EXERCISE DETAILS:
Copy the records from the line with "# segment the clear blue sky" up to and including the line with "POLYGON ((191 1, 1 0, 0 134, 191 133, 191 1))", swapping "clear blue sky" for "open sky" and leaving everything else unchanged.

[begin INFORMATION SUPPLIED]

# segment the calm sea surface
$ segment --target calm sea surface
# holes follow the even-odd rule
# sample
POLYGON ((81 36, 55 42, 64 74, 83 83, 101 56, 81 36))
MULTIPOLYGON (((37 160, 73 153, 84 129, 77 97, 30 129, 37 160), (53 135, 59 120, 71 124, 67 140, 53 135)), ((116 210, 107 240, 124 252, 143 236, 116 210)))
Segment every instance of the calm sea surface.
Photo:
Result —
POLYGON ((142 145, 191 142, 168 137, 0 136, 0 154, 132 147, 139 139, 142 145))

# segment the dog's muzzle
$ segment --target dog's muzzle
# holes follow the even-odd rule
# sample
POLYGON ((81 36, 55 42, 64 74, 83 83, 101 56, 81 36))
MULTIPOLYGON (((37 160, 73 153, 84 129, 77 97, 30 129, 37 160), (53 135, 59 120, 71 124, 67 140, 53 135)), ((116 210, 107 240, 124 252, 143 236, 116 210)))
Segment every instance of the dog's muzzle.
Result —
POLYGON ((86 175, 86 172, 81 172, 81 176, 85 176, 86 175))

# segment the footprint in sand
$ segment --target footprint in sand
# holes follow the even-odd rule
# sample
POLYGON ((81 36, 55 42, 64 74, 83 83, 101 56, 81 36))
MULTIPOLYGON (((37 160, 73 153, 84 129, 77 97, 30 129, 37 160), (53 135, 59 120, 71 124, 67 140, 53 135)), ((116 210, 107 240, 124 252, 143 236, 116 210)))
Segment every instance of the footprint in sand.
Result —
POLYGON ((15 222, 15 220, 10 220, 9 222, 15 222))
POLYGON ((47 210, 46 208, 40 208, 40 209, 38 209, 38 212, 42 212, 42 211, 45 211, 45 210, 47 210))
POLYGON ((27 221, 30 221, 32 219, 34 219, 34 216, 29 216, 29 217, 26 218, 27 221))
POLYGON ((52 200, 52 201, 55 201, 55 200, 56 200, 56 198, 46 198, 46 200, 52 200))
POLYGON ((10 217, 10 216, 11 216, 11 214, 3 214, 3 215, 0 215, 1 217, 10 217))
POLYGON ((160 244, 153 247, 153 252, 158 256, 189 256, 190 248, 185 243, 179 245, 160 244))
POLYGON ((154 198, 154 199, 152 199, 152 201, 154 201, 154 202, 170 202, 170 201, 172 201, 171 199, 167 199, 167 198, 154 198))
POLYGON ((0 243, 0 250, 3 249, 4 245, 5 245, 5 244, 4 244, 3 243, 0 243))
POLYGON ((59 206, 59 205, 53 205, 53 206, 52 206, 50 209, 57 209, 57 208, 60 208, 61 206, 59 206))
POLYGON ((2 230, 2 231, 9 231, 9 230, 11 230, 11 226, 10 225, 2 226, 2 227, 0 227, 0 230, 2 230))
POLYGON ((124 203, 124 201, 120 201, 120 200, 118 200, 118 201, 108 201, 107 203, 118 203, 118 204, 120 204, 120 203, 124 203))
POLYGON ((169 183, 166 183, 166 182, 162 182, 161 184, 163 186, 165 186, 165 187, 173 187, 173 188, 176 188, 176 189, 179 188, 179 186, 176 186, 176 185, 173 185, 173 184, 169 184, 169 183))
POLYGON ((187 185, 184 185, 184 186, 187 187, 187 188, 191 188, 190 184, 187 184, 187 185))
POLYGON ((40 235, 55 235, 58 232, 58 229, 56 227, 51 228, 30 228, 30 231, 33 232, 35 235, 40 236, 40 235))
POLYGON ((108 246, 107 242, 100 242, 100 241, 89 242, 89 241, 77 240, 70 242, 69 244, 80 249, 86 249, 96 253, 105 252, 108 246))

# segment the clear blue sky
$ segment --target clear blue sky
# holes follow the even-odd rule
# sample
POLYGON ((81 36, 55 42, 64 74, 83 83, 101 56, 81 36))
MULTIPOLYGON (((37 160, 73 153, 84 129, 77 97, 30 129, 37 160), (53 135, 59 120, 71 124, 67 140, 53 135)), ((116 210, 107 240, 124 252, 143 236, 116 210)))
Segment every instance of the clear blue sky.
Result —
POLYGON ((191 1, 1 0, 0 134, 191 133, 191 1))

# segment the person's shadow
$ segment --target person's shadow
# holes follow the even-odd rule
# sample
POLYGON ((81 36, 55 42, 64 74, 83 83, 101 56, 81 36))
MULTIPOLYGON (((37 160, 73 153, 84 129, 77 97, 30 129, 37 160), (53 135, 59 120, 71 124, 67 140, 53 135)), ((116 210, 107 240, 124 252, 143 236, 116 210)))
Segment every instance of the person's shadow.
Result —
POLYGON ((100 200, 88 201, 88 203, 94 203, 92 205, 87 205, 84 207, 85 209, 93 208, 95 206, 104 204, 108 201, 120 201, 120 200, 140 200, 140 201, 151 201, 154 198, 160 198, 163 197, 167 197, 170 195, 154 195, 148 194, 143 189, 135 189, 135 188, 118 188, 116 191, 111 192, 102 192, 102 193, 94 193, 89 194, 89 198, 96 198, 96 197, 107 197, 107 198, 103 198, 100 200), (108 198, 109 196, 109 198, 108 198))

[end INFORMATION SUPPLIED]

RIGHT ANSWER:
# segment the open sky
$ segment --target open sky
# holes follow the even-odd rule
# sample
POLYGON ((81 36, 55 42, 64 74, 83 83, 101 56, 81 36))
MULTIPOLYGON (((37 160, 73 153, 84 129, 77 97, 30 129, 37 160), (53 135, 59 120, 71 124, 67 140, 53 135)), ((116 210, 107 240, 124 252, 143 236, 116 210)))
Segment every instance of the open sky.
Result —
POLYGON ((191 1, 1 0, 0 134, 191 133, 191 1))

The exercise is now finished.